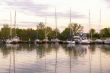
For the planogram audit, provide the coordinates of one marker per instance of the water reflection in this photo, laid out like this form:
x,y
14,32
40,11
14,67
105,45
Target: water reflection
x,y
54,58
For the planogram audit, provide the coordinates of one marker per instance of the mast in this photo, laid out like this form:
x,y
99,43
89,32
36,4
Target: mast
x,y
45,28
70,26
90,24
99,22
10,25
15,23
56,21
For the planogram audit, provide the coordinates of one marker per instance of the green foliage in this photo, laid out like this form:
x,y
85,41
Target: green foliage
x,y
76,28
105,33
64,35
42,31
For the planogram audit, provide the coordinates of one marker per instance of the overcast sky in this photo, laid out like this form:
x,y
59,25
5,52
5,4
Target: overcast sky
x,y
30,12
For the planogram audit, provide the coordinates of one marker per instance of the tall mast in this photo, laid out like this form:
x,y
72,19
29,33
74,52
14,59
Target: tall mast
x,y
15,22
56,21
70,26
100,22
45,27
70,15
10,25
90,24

┄┄┄┄┄┄

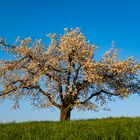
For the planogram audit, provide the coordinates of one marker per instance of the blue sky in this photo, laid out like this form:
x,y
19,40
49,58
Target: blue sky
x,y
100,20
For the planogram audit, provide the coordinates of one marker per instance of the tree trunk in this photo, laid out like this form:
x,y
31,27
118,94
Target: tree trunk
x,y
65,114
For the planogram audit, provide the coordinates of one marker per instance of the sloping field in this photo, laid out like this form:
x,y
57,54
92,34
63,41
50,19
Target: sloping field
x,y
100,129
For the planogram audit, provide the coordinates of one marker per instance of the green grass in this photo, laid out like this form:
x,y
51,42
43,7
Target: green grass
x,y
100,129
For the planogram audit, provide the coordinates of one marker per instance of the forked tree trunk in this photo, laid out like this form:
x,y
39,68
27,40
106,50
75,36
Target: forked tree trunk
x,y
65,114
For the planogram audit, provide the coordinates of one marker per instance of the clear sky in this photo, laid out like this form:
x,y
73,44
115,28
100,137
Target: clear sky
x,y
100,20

┄┄┄┄┄┄

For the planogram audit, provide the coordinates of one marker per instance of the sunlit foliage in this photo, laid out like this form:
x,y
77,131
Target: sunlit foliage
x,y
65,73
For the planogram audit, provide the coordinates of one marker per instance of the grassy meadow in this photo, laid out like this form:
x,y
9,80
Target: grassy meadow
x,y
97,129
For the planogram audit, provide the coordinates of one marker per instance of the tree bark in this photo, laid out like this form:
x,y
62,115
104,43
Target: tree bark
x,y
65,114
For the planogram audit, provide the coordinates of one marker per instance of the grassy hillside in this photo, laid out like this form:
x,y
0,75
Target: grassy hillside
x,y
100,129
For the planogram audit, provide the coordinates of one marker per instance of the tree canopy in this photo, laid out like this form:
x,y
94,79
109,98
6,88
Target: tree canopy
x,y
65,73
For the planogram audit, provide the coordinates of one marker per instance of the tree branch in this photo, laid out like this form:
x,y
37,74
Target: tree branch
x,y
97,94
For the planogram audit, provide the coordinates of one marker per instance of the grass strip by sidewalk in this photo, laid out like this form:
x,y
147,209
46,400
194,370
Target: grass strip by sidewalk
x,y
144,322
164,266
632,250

┄┄┄┄┄┄

• _Given request_: Gather every line of the entries above that contains the word "sidewalk" and copy each one in full. Case counts when matching.

• _Task response_:
For the planogram audit, provide the coordinates of one marker per instance of the grass strip by sidewalk in this photo, laid out like this form:
Target: grass strip by sidewalk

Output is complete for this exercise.